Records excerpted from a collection
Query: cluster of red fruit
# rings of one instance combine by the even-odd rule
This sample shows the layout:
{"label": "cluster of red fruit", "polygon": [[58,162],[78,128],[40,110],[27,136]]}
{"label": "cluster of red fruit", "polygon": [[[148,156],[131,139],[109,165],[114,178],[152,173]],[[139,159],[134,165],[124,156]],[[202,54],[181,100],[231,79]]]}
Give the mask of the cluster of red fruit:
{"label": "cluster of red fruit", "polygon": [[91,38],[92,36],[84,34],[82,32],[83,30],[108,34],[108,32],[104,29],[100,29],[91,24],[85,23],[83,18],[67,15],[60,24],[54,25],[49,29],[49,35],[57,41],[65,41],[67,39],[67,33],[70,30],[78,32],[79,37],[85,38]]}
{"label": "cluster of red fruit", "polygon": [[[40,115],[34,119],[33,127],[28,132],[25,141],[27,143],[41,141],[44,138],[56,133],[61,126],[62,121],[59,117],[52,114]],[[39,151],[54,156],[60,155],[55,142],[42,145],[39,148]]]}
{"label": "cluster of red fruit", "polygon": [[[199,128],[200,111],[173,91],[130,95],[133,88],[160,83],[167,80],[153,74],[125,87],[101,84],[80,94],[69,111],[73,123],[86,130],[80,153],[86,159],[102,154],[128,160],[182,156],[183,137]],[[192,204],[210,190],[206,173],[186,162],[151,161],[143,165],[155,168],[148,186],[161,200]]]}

§ **Direction**:
Format all of the material above as a numbered list, leaving out any blank lines.

§ **Solution to the problem**:
1. Query: cluster of red fruit
2. # rings of one instance combine by the even-odd rule
3. This sample shows the layout:
4. {"label": "cluster of red fruit", "polygon": [[58,162],[78,128],[40,110],[27,136]]}
5. {"label": "cluster of red fruit", "polygon": [[[148,156],[131,139],[109,165],[114,178],[152,173]],[[139,159],[134,165],[124,156]],[[202,54],[181,100],[231,79]]]}
6. Give the mask of the cluster of red fruit:
7. {"label": "cluster of red fruit", "polygon": [[91,38],[92,36],[84,34],[82,32],[83,30],[108,34],[108,32],[104,29],[100,29],[91,24],[85,23],[83,18],[67,15],[60,24],[54,25],[49,29],[49,35],[57,41],[65,41],[67,39],[67,33],[70,30],[78,32],[79,37],[85,38]]}
8. {"label": "cluster of red fruit", "polygon": [[[40,115],[34,119],[33,127],[28,132],[25,141],[27,143],[41,141],[44,138],[56,133],[61,126],[62,121],[59,117],[52,114]],[[39,151],[54,156],[60,155],[55,142],[42,145],[39,148]]]}
9. {"label": "cluster of red fruit", "polygon": [[[199,128],[200,111],[173,91],[130,95],[133,88],[160,83],[167,80],[153,74],[125,87],[101,84],[80,94],[69,111],[73,123],[86,130],[80,153],[86,159],[102,154],[128,160],[182,156],[183,137]],[[192,204],[210,190],[206,173],[186,162],[151,161],[143,165],[155,168],[148,186],[161,200]]]}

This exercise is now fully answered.